■ Task instructions: Leaving out all images, write out the records that follow exactly.

START

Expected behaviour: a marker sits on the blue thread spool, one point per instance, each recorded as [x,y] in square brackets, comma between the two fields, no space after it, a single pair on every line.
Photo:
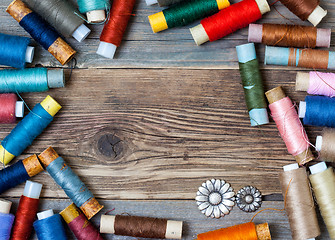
[74,188]
[41,31]
[28,129]
[15,51]
[94,9]
[30,80]
[6,219]
[318,111]
[19,172]
[49,226]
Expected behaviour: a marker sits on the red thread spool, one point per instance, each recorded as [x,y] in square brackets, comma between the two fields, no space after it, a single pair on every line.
[10,108]
[114,29]
[229,20]
[79,225]
[26,212]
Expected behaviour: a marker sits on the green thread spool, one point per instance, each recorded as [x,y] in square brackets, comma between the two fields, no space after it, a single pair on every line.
[252,84]
[185,13]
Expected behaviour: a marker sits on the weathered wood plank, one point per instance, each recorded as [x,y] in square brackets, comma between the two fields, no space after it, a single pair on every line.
[172,129]
[194,221]
[172,48]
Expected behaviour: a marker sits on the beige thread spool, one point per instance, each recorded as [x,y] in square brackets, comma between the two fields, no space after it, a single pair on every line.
[59,49]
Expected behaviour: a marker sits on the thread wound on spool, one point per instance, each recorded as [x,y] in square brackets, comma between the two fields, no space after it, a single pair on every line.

END

■ Solution:
Expected behaviour: a marker sits on the blue thread spool, one point per instance, each recorded as [x,y] in square brackets, comma between the two fields, no space after it, a single pair on every line.
Photo:
[74,188]
[41,31]
[28,129]
[15,51]
[94,9]
[30,80]
[6,219]
[318,111]
[19,172]
[49,226]
Expected behaviour: a marker sits on the red thread spool, one point per instance, each recorded as [x,y] in square brackets, comma between the two fields, no space after it, a single pair on every line.
[10,108]
[114,29]
[229,20]
[79,225]
[26,212]
Expected behaviour: a marker sits on the green thread spool, one point per instance, each recorded as [x,y] in square brackets, comma between the two fields, no space after it, a single pair on every line.
[252,84]
[185,13]
Expected behaviour: a marker sits on the weathered wood plank, one point per instance, each recorded as [x,y] in square brackets, comma between the two fields, no space after it, a single pair on every line.
[172,129]
[194,221]
[172,48]
Expected behaviour: a marker sits on the beige thread spool, one point per instance, each recorded as [x,y] in square brackets, comma between the two fields, no space after it, a single pair on every line.
[59,49]
Expected behaviour: a marker sits on the thread wound on spool, one point per instance, each recorded as [x,y] in square brackets, comma between the two fields, no space after it, a single pair on every line.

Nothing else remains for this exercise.